--- WHAT YOU WILL DO ---
Filter this material down to the lines that contain the string "pixels", and return those lines.

..........

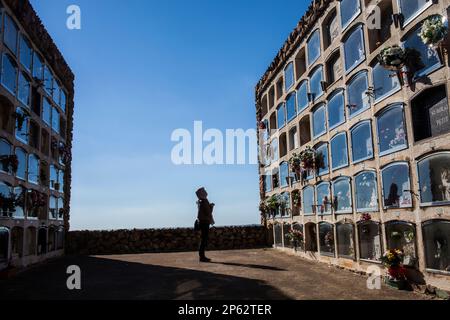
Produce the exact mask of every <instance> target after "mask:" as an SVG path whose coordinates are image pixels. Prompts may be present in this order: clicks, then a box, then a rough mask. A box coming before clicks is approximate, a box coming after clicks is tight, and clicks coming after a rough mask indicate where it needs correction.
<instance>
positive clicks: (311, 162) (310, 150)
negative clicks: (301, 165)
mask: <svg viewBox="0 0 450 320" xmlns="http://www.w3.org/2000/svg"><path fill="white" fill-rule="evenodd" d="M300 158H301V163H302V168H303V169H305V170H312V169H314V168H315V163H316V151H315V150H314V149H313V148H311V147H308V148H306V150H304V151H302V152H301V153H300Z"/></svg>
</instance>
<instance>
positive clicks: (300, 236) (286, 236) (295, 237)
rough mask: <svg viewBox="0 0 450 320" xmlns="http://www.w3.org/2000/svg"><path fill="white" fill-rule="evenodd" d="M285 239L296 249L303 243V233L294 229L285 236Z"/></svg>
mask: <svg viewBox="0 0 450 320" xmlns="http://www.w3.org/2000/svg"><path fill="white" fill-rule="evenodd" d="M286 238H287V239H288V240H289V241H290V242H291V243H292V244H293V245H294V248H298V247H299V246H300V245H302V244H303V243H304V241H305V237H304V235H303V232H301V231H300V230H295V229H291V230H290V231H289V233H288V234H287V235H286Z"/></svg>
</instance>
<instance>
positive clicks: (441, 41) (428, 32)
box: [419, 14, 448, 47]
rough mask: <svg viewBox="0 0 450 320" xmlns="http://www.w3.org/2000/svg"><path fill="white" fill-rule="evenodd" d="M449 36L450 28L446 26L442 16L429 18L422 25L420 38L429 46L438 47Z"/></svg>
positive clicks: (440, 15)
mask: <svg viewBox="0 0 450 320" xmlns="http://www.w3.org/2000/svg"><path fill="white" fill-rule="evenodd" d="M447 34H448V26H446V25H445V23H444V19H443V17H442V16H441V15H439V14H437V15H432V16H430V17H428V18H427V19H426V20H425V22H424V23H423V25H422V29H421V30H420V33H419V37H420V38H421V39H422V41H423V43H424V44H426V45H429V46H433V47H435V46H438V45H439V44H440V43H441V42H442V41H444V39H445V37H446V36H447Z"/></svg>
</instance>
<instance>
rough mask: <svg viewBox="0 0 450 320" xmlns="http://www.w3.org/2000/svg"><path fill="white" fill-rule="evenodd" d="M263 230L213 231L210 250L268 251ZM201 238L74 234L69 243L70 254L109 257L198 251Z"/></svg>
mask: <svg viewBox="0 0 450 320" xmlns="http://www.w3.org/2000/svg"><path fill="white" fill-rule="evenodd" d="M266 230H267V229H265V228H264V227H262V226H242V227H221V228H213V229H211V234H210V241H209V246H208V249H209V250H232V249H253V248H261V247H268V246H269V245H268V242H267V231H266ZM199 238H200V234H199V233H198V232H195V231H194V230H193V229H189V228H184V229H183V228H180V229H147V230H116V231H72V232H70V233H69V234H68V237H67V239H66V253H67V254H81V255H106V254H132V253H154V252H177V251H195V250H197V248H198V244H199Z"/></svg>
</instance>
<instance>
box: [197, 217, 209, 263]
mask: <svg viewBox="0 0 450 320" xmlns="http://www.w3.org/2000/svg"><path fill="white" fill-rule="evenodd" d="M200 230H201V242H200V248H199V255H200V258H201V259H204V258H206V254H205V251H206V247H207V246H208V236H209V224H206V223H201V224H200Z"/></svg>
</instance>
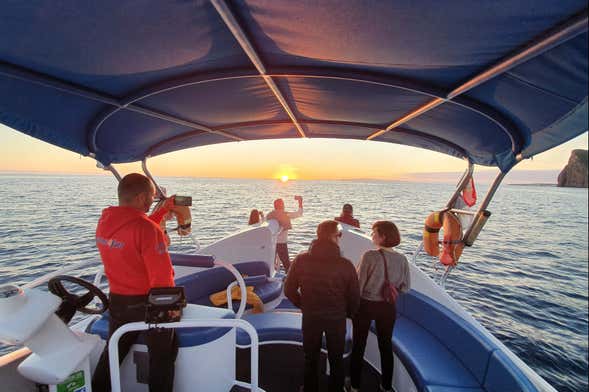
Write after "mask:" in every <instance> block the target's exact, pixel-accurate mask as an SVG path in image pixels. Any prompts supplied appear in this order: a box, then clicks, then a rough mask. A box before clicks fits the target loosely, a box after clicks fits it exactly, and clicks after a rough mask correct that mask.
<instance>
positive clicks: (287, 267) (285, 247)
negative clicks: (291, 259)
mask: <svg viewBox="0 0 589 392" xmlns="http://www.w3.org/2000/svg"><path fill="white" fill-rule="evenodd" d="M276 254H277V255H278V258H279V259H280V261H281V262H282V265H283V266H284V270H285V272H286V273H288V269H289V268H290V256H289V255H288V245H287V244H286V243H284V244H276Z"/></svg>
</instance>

..........

--- RESPONSE ---
Produce the exact mask of every <instance> target after "mask:" as an SVG path whose coordinates are image pixels. Prompts may be present in this order: clicks, then a box, then a rough mask. A box coming before clicks is approximate, a box coming after clicks is tight, and clicks coming after a rough mask indicate where it needs correction.
Write after "mask:" in every <instance> block the target's exact, pixel-accurate mask as an SVG path in image pixels. Any prompts supplied appear in this order: a box, then clicks, then a rough mask. A box before clicks fits the target loosely, a box after clicks fits it exactly, and clicks after a rough mask correct that mask.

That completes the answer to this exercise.